What to do:
Take the material below and write it all out again exactly.

A run of records
----
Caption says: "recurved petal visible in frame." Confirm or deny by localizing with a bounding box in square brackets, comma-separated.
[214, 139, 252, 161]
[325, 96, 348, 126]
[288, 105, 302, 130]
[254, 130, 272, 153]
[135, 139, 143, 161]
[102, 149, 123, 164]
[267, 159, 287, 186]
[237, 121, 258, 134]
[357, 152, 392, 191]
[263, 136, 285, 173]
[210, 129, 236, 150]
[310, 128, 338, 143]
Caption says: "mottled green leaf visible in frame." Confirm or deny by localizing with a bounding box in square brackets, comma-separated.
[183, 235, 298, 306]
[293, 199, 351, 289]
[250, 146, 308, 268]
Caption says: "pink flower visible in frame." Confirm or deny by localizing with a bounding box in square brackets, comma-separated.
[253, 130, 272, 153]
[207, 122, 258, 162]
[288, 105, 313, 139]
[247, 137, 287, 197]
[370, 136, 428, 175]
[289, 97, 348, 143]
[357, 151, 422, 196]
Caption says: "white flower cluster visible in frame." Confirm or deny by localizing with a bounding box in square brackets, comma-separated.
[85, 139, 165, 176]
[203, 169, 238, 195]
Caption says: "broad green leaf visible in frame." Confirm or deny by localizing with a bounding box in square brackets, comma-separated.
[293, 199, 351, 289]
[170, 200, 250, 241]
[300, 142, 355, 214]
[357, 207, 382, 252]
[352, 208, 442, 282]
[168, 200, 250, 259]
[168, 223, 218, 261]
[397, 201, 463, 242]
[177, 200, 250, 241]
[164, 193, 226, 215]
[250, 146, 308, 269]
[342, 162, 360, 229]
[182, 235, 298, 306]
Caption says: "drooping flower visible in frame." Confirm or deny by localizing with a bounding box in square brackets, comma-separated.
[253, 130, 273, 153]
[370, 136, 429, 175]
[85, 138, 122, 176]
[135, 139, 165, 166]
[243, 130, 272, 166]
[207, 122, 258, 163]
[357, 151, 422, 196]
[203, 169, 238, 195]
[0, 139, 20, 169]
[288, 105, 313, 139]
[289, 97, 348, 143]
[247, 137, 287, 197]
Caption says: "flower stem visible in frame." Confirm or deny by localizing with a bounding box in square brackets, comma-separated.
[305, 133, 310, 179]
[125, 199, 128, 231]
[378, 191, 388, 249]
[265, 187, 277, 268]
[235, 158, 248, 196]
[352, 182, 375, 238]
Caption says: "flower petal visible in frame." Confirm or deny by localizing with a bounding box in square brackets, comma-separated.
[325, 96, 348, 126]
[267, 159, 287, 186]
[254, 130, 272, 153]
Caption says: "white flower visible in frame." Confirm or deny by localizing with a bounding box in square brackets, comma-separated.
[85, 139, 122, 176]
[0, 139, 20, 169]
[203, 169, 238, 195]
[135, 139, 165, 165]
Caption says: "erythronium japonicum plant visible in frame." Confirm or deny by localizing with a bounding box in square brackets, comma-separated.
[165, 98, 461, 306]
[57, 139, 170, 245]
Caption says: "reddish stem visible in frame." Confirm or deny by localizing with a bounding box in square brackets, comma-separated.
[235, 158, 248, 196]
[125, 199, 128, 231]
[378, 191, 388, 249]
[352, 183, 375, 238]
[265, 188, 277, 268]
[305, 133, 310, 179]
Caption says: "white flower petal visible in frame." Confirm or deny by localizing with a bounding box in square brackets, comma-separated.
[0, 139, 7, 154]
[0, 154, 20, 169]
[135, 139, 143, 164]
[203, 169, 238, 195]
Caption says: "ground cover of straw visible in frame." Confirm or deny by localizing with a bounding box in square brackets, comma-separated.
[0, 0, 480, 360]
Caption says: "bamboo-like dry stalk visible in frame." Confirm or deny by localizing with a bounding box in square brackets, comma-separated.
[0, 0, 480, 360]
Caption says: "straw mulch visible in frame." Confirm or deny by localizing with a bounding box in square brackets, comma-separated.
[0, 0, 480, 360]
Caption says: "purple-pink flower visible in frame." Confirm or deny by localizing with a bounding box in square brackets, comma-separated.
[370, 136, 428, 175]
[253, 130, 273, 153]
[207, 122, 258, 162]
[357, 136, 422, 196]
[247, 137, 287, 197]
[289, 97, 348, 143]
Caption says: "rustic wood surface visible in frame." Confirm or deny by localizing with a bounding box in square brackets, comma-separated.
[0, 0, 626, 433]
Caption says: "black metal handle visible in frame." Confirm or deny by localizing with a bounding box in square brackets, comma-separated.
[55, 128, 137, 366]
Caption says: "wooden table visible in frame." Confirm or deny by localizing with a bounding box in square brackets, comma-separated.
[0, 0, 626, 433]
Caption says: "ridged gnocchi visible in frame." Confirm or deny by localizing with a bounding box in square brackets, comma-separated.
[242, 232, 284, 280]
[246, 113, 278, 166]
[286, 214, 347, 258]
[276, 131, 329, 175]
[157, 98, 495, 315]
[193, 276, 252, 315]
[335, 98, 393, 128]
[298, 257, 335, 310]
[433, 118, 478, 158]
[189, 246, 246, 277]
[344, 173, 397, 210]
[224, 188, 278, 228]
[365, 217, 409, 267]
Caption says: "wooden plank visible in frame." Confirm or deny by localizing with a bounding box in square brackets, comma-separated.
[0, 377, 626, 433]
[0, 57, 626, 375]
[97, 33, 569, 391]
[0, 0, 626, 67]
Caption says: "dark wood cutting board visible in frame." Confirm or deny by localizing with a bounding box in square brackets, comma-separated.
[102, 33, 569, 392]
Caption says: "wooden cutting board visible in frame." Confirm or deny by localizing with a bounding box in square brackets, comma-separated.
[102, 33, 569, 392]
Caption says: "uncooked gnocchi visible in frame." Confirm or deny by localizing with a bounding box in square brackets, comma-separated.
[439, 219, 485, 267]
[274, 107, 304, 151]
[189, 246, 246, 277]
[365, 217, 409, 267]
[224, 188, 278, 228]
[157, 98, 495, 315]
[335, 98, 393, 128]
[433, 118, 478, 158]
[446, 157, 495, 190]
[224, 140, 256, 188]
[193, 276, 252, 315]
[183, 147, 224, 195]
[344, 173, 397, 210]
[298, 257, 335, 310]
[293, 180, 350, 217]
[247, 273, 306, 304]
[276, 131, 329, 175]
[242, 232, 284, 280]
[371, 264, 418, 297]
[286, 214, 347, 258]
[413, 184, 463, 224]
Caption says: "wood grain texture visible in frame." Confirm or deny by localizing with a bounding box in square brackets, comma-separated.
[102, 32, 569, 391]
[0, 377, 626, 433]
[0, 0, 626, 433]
----
Result of this exercise:
Caption says: "recurved petal visible in frame." Confirm or deny by localizing with a bounding box in square brackets, comma-separated.
[214, 139, 252, 161]
[325, 96, 348, 126]
[288, 105, 302, 130]
[254, 130, 272, 153]
[135, 139, 143, 161]
[102, 149, 123, 164]
[267, 159, 287, 186]
[237, 121, 258, 134]
[357, 152, 392, 191]
[263, 136, 285, 173]
[210, 129, 236, 150]
[310, 128, 338, 143]
Caption says: "mottled green leaf visible in frame." Confirm or deny by localizing with a bounding box in square brackets, comma-separated.
[183, 235, 298, 306]
[293, 199, 351, 289]
[250, 146, 308, 268]
Caption says: "pink flower visible in frame." Confirm or deny by localizing with a bounding box in square brackets, comma-separated.
[253, 130, 272, 153]
[207, 122, 258, 162]
[288, 105, 313, 139]
[247, 137, 287, 197]
[370, 136, 428, 175]
[289, 97, 348, 143]
[357, 151, 422, 196]
Caption says: "white flower cluster visible in frame." Confirm or deny by localizing with a bounding box in square brackets, comma-separated.
[85, 139, 165, 176]
[203, 169, 238, 195]
Caption says: "broad green leaf visible in frame." Confirm or deny by localizing with a bounding box in square brackets, comma-separated.
[293, 199, 351, 289]
[170, 200, 250, 241]
[300, 142, 355, 214]
[357, 207, 382, 252]
[352, 208, 442, 282]
[168, 200, 250, 259]
[168, 223, 218, 261]
[397, 201, 463, 242]
[177, 200, 250, 241]
[164, 193, 226, 215]
[250, 146, 308, 269]
[342, 162, 360, 229]
[182, 235, 298, 306]
Caption says: "drooping flower visible in frame." Confirm or deny by localizing with a bounding box in square brackets, comma-separated.
[253, 130, 273, 153]
[370, 136, 429, 175]
[85, 138, 122, 176]
[135, 139, 165, 166]
[243, 130, 272, 166]
[207, 122, 258, 163]
[357, 151, 422, 196]
[203, 169, 238, 195]
[0, 139, 20, 169]
[288, 105, 313, 139]
[289, 97, 348, 143]
[247, 137, 287, 197]
Caption says: "flower stem visible in frame." Confirm or deny by localizing with a bounding box in square brackets, comma-separated.
[305, 133, 310, 179]
[125, 199, 128, 231]
[378, 191, 388, 249]
[265, 187, 277, 268]
[235, 158, 248, 196]
[352, 182, 375, 238]
Caption says: "flower petal visible in frame." Confirm or deny by localizing with a bounding box in square brackets, comma-separated.
[325, 96, 348, 126]
[267, 159, 287, 186]
[254, 130, 272, 153]
Caption says: "white flower visible in frame." Confirm or deny by localizing with a bounding box in square brackets, comma-separated.
[85, 139, 122, 176]
[0, 139, 20, 169]
[203, 169, 238, 195]
[135, 139, 165, 165]
Caption says: "erythronium japonicum plant visible in frame." Confirm or deny by localizing with a bounding box in square brackets, comma-separated.
[165, 98, 461, 306]
[57, 139, 170, 245]
Caption says: "reddish stem visible in frame." Confirm or deny by localizing with a bounding box in square brackets, comma-separated.
[235, 158, 248, 196]
[125, 199, 128, 231]
[378, 191, 388, 249]
[352, 183, 375, 238]
[265, 188, 277, 268]
[305, 133, 310, 179]
Caption says: "white flower petal visible in frame." Confirm or deny by localizing with a bounding box in square brackets, comma-separated.
[0, 139, 7, 154]
[0, 154, 20, 169]
[135, 139, 143, 164]
[203, 169, 238, 195]
Caption says: "ground cover of straw visible in frame." Confirm or deny by localizing with a bounding box in square brackets, comma-separated.
[0, 0, 480, 360]
Caption says: "bamboo-like dry stalk visible in frame." Confirm or deny by localizing with a bounding box in square brackets, comma-separated.
[0, 0, 480, 360]
Caption says: "straw mulch visible in frame." Confirm or deny by localizing with a bounding box in square brackets, comma-separated.
[0, 0, 480, 360]
Caption says: "purple-pink flower visible in frame." Confirm or deny by localizing with a bounding box in square brackets, comma-separated.
[370, 136, 428, 175]
[253, 130, 273, 153]
[207, 122, 258, 162]
[357, 136, 422, 196]
[247, 137, 287, 197]
[289, 97, 348, 143]
Caption says: "rustic wood surface visible in frame." Confirm or deny by localizing with a bounding box in square brackets, comma-separated.
[0, 0, 626, 433]
Caption says: "black metal handle visible in frame." Confirm or deny by localizing with a bounding box in square brackets, comma-separated.
[55, 128, 137, 366]
Caption says: "wooden table visible in frame." Confirm or deny by localizing with a bounding box in square brackets, comma-separated.
[0, 0, 626, 433]
Caption says: "ridged gnocchi visible in frame." Confirm or deny by localizing with a bounding box in square brackets, comma-separated.
[242, 232, 284, 280]
[246, 113, 278, 166]
[286, 214, 347, 258]
[276, 131, 329, 175]
[157, 98, 495, 315]
[193, 276, 252, 315]
[335, 98, 393, 128]
[298, 257, 335, 310]
[433, 118, 478, 158]
[189, 246, 246, 277]
[344, 173, 397, 210]
[224, 188, 278, 228]
[365, 217, 409, 267]
Caption says: "wooden plank visible in frame." Confirm or deny by localizing with a bounding box in square brackets, comma-separated.
[0, 377, 626, 433]
[0, 57, 626, 375]
[97, 33, 569, 391]
[0, 0, 626, 67]
Caption says: "dark wood cutting board visible in frame." Confirm or deny by localizing with a bounding box in square brackets, comma-separated.
[102, 33, 569, 392]
Caption says: "wooden cutting board visible in frame." Confirm or deny by localizing with a bounding box in square brackets, comma-separated.
[102, 33, 569, 392]
Caption says: "uncooked gnocchi visible in frame." Confirm or deny by localizing with a bounding box in square brackets, comma-separated.
[439, 219, 485, 267]
[274, 107, 304, 151]
[189, 246, 246, 277]
[365, 217, 409, 267]
[224, 188, 278, 228]
[157, 98, 495, 315]
[335, 98, 393, 128]
[433, 118, 478, 158]
[446, 157, 495, 190]
[224, 140, 256, 188]
[193, 276, 252, 315]
[183, 147, 224, 195]
[344, 173, 397, 210]
[298, 257, 335, 310]
[293, 180, 350, 217]
[247, 273, 306, 304]
[276, 131, 329, 175]
[242, 232, 284, 280]
[371, 264, 418, 297]
[286, 214, 347, 258]
[413, 184, 463, 224]
Caption says: "wood grain texture visible in frame." Confirm or deny by localizing with a bounding box in square brackets, comma-separated.
[102, 32, 569, 391]
[0, 377, 626, 433]
[0, 0, 626, 433]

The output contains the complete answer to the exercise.